## Written instruction
In the text below about Mary, what does she participate in as Mother of the Son?

Keep in mind that your church does not teach that Mary and the Christians in heaven are receiving a prayer via transmission from God. It teaches that Mary (as an example) is actually present with the believer since she is somehow sharing in the divine attribute of omnipresence.

“Mary is taken up body and soul into the glory of Heaven, and with God and in God she is Queen of Heaven and earth. And is she really so remote from us? The contrary is true. Precisely because she is with God and in God, she is very close to each one of us. While she lived on this earth she could only be close to a few people. Being in God, who is close to us, actually, “within” all of us, Mary shares in this closeness of God. Being in God and with God, she is close to each one of us, knows our hearts, can hear our prayers, can help us with her motherly kindness and has been given to us, as the Lord said, precisely as a “mother” to whom we can turn at every moment. She always listens to us, she is always close to us, and being Mother of the Son, participates in the power of the Son and in his goodness. We can always entrust the whole of our lives to this Mother, who is not far from any one of us.”

## Material provided
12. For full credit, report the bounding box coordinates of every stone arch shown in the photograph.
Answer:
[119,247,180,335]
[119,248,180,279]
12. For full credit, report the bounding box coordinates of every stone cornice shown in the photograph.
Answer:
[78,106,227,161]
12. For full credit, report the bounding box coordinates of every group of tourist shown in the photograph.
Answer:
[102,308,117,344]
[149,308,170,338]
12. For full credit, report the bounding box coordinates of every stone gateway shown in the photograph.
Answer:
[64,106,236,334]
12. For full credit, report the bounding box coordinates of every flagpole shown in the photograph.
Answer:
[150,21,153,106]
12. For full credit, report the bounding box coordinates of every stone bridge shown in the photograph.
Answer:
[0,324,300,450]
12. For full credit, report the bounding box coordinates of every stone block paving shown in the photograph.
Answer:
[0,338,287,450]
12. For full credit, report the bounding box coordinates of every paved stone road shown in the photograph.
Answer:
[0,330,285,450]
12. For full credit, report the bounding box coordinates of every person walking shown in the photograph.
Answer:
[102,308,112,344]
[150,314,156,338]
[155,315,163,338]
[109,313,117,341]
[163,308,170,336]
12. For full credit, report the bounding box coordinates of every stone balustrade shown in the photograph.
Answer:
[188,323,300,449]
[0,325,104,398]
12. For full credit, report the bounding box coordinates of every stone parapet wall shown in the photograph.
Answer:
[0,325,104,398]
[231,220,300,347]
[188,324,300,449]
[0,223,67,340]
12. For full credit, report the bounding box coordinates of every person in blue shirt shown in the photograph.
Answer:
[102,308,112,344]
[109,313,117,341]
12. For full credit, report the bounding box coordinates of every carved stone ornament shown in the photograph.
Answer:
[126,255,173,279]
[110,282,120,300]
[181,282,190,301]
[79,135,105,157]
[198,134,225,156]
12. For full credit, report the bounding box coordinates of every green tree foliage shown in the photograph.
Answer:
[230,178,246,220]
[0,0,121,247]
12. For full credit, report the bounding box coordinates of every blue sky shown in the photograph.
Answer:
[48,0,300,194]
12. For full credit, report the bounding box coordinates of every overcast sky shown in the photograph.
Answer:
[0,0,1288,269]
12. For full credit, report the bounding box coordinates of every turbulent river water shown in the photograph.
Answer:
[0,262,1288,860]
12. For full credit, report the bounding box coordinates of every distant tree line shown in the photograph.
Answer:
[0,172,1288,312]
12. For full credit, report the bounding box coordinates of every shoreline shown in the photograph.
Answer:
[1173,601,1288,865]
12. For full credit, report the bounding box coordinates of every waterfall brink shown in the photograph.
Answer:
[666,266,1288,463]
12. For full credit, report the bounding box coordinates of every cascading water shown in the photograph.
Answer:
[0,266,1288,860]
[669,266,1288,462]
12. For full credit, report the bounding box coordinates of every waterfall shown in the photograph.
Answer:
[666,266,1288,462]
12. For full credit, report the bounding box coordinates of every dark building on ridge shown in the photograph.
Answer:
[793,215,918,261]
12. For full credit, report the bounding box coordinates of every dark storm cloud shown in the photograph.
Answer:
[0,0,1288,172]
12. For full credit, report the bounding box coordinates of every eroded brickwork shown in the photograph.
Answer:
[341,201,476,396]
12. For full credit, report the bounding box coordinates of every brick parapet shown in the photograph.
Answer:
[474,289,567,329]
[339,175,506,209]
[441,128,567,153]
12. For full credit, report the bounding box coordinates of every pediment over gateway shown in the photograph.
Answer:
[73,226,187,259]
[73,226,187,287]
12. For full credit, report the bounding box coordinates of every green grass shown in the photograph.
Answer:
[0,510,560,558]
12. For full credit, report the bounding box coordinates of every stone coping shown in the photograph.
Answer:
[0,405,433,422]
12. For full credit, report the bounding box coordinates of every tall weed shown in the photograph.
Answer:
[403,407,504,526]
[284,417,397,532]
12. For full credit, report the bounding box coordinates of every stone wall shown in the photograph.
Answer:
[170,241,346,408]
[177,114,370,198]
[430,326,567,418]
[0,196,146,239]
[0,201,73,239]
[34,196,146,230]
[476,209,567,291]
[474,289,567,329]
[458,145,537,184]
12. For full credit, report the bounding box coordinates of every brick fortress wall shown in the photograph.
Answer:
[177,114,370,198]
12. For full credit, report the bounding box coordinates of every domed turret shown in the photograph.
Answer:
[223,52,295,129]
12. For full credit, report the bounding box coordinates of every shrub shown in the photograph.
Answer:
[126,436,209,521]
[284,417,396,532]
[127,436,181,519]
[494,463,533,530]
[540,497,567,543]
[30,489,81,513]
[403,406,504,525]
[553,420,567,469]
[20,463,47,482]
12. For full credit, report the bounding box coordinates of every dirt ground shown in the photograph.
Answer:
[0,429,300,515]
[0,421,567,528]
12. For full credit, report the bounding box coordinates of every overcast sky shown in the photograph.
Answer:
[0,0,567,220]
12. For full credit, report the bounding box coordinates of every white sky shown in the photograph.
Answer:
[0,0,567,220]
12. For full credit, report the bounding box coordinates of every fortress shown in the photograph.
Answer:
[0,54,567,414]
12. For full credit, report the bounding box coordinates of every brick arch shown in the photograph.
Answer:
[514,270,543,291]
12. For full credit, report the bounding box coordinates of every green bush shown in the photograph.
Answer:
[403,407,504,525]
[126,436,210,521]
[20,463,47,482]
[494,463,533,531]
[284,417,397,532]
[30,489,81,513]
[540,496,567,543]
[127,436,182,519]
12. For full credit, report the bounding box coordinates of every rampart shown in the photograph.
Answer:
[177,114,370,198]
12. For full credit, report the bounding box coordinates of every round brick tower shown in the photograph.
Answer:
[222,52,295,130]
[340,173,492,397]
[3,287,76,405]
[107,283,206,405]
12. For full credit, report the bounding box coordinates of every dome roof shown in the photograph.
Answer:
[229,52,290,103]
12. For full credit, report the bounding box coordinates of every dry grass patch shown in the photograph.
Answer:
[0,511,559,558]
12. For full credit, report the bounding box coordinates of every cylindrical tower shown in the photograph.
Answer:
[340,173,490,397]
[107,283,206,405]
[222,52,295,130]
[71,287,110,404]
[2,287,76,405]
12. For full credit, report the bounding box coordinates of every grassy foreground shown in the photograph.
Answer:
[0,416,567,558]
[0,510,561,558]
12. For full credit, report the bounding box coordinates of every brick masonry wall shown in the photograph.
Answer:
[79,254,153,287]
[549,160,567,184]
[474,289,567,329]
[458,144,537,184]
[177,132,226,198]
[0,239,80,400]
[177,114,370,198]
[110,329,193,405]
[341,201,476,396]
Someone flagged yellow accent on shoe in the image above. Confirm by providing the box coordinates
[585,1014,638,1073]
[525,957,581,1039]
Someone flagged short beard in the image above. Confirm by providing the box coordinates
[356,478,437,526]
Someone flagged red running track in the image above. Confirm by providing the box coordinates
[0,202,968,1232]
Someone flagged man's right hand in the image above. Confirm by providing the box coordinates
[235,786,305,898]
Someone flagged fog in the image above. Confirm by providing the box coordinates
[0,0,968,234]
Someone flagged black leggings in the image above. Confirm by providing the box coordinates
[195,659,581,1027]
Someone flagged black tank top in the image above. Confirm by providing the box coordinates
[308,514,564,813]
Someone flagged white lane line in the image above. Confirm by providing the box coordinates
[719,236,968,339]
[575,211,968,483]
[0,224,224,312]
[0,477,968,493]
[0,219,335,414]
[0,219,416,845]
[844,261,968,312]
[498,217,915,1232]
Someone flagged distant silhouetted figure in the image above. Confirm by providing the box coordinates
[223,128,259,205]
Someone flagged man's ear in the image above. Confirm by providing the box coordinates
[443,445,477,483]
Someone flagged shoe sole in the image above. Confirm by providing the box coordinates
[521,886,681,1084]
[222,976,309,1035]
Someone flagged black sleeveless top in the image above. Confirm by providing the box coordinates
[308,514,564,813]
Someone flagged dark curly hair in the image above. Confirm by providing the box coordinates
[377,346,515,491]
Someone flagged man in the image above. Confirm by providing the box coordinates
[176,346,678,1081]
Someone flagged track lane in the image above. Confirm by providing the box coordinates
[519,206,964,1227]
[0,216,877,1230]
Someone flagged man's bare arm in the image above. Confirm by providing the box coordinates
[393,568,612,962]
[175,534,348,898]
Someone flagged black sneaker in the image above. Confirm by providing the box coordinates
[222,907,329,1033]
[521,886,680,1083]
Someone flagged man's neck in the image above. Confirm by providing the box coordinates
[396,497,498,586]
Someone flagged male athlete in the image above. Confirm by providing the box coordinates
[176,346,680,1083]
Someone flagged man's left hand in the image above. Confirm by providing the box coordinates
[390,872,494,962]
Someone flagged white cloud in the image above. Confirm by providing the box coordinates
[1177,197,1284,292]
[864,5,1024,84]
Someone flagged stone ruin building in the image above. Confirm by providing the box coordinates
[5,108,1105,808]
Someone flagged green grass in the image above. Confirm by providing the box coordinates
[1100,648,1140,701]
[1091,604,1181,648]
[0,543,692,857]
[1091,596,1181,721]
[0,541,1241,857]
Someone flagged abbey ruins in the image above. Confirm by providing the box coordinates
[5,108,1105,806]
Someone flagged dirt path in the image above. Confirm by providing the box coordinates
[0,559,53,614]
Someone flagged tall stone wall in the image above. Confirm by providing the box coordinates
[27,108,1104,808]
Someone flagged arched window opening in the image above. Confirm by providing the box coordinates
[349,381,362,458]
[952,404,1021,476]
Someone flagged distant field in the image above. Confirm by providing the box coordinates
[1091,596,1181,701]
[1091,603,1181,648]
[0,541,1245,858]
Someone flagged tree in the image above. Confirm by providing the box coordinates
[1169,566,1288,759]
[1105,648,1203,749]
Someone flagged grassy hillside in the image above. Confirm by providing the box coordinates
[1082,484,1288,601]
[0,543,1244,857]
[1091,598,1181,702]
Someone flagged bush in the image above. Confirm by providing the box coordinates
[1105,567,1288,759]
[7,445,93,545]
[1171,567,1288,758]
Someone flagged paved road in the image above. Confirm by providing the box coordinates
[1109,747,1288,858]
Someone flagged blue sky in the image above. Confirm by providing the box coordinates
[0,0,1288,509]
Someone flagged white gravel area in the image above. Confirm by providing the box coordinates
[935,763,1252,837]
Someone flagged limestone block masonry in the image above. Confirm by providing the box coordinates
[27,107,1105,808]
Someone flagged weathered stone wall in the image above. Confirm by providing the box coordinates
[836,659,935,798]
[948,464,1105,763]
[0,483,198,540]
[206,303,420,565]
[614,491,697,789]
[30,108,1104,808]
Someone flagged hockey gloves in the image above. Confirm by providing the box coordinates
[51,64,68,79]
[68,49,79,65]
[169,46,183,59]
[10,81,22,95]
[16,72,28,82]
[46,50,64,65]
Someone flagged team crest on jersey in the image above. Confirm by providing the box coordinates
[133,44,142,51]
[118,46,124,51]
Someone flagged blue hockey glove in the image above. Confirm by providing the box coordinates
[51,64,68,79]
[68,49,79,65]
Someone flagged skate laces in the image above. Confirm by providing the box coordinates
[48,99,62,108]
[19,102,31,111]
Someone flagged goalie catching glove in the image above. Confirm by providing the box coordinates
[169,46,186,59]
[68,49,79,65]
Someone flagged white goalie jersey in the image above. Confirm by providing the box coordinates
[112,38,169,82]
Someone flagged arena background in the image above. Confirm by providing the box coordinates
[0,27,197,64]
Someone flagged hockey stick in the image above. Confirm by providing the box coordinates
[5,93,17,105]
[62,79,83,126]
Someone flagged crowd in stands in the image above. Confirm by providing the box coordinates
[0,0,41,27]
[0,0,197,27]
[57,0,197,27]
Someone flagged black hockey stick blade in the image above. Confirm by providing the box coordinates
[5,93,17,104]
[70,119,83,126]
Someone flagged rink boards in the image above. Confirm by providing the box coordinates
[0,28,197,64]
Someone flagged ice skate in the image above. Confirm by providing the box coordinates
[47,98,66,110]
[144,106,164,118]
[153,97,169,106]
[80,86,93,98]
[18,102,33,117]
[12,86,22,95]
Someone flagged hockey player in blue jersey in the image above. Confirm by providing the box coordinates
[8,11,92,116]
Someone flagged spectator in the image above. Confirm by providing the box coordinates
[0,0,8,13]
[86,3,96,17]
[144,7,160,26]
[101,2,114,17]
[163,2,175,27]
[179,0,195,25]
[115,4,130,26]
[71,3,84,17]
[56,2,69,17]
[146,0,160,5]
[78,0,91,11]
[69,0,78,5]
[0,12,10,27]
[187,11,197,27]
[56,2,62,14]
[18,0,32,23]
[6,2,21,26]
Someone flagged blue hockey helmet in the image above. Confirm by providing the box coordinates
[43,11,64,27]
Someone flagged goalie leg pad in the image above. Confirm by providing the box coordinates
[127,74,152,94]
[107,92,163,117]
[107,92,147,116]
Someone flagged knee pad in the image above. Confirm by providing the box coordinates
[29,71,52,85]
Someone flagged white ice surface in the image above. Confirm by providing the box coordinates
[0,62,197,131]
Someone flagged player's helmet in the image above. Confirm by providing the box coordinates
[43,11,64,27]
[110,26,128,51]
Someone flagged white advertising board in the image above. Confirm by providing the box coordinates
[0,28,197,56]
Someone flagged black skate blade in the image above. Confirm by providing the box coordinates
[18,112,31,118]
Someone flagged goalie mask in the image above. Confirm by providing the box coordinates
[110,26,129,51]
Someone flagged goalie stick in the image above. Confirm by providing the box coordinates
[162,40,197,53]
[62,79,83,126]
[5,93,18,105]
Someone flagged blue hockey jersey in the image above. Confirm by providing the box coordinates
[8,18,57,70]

## Correct result
She participates in the power of the Son and in his goodness.